• EXCERPT:
◇ ◇ ◇ ◇ ◇

Will my employer offer health insurance?

Your employer is required to offer health insurance that meets the ACA minimum requirements if they employ an equivalent of 50 full-time employees. The type of insurance an employer offers is called “group” health insurance, the group, in this case, being you and the rest of your company.

Online healthcare comparison company eHealth reports that group coverage—also referred to as employer-based health insurance—can be significantly better than the coverage you can purchase as an individual or for your family on your own. eHealth also states that about half of companies, regardless of size, offer group health insurance to their employees. But just how much will they cover? According to a 2021 report by the Kaiser Family Foundation (KFF), on average, employers cover 83% of the premium for single coverage and 72% of the premium for family coverage.

Coverage between jobs

Even if an employer offers health insurance, they can choose to make you wait for up to 90 days before you can take advantage of their group benefits; a policy put in place by the US Department of Labor and known as the ACA Waiting Period. This policy means that if you’re transitioning jobs or starting from scratch, you could find yourself stuck without coverage for the interim.

One option to fill in the gap between jobs is COBRA, where you pay out of pocket for the entire cost of your former employer’s insurance plan on a monthly basis. You’re legally entitled to COBRA for up to 36 months. Costs can be high because your employer is no longer offsetting the premium (the full amount the insurance company charges).

Alternatively, you can buy temporary Marketplace coverage, either through New York State if you’re a New Yorker, or through the federal government (Obamacare) if you live in a state without its own Marketplace coverage.

If your employer is exempt from offering group health insurance, you can use the Marketplaces above to buy your own coverage permanently. Both state and federal Marketplace insurance offer assistance to people or families earning below certain benchmarks.

What do all these terms mean?

◇ ◇ ◇ ◇ ◇

• TASK A:
In the listing, from the line containing "Draw the outline of every instance of the truck" through the end of the listing, swap "protective trouser" for "safety pants" and leave everything else as it is. Give back only that stretch.

◇ ◇ ◇ ◇ ◇

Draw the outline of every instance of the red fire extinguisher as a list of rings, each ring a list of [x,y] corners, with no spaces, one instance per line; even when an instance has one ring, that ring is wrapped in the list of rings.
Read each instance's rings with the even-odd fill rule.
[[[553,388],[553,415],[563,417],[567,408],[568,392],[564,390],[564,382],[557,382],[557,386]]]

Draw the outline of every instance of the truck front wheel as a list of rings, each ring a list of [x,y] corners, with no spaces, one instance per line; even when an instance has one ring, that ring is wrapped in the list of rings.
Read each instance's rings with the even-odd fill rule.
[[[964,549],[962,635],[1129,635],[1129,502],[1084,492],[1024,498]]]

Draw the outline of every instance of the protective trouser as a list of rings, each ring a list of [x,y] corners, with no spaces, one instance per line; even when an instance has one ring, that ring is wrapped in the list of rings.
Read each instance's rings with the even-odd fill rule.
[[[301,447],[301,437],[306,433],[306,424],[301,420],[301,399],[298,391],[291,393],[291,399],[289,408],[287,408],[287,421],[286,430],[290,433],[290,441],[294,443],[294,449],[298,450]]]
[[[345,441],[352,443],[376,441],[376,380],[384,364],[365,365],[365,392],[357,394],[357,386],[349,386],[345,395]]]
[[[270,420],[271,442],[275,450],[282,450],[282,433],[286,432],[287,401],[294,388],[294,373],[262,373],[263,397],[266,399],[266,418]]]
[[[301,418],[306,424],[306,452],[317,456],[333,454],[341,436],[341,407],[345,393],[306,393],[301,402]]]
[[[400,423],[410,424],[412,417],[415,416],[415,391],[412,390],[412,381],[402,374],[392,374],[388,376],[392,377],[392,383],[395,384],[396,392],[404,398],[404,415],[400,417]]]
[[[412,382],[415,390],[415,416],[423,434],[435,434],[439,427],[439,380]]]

◇ ◇ ◇ ◇ ◇

• TASK B:
Which organizations are named in the health insurance excerpt?

• CORRECT ANSWER A:
Draw the outline of every instance of the truck front wheel as a list of rings, each ring a list of [x,y] corners, with no spaces, one instance per line; even when an instance has one ring, that ring is wrapped in the list of rings.
Read each instance's rings with the even-odd fill rule.
[[[964,549],[962,635],[1129,635],[1129,502],[1084,492],[1024,498]]]

Draw the outline of every instance of the safety pants as a list of rings, each ring a list of [x,y] corners, with no spaces, one instance per line; even when an instance has one ring, that ring is wrapped in the list of rings.
Read each instance's rings with the even-odd fill rule.
[[[301,447],[301,437],[306,433],[306,424],[301,420],[301,399],[298,391],[291,393],[291,399],[289,408],[287,408],[287,421],[286,430],[290,433],[290,441],[294,443],[294,449],[298,450]]]
[[[345,441],[352,443],[376,441],[376,380],[384,364],[365,365],[365,392],[357,394],[357,386],[349,386],[345,395]]]
[[[270,420],[271,442],[275,450],[282,450],[282,433],[286,432],[287,401],[294,388],[294,373],[262,373],[263,397],[266,399],[266,418]]]
[[[301,418],[306,424],[306,452],[317,456],[333,454],[341,436],[341,407],[345,393],[306,393],[301,402]]]
[[[400,423],[410,424],[412,417],[415,416],[415,391],[412,390],[412,381],[402,374],[392,374],[388,376],[392,377],[392,383],[395,384],[396,392],[404,398],[404,415],[400,417]]]
[[[412,382],[415,390],[415,416],[423,434],[435,434],[439,427],[439,380]]]

• CORRECT ANSWER B:
eHealth
Kaiser Family Foundation (KFF)
US Department of Labor